The discriminator is trained to distinct between "real" action/messages (expert data) and "fake" (generated). The input for the discriminator is given by the latent vector of the current state (history + last messages) and the suggested action/message. To optimize the discriminator the loss function of a "least squares GAN" is used. To avoid a non-differentiable network, the generator receives the discriminator feedback as a reward and optimize its policy accordingly.
The critic approximates the value function of the current state. It receives the latent vector from the encoder. The critic is only used while running the model online mode.
The agent can be trained offline (using "expert data" as ground truth) or online (using firsthand feedback of other swergio components).
In offline mode, the model is trained based on given expert data. This includes the encoder, the generator as well as the discriminator. To fit the discriminator to "fake" data, the generator generates messages based on a random latent vector input. See the chart for an overview:
To start the offline training we can run the "runOffline.py" file.

■ **Set of tasks**:
a) Answer these questions from the passage on training the agent, one line each:
(i) Which loss function is used to optimize the discriminator?
(ii) What does the critic approximate?
(iii) Which file is run to start offline training?
b) Write out the part of the passage on training the agent word for word, starting at "The critic approximates" and ending at "other swergio components).".

■ **Supplied data**:

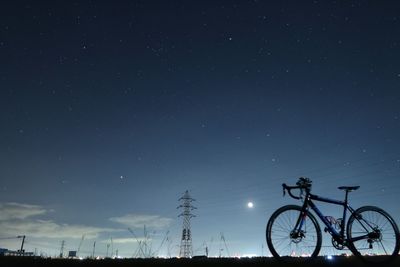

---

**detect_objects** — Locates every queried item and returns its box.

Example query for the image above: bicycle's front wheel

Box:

■ **Outputs in order**:
a)
(i) The loss function of a "least squares GAN"
(ii) The value function of the current state
(iii) "runOffline.py"

b)
The critic approximates the value function of the current state. It receives the latent vector from the encoder. The critic is only used while running the model online mode.
The agent can be trained offline (using "expert data" as ground truth) or online (using firsthand feedback of other swergio components).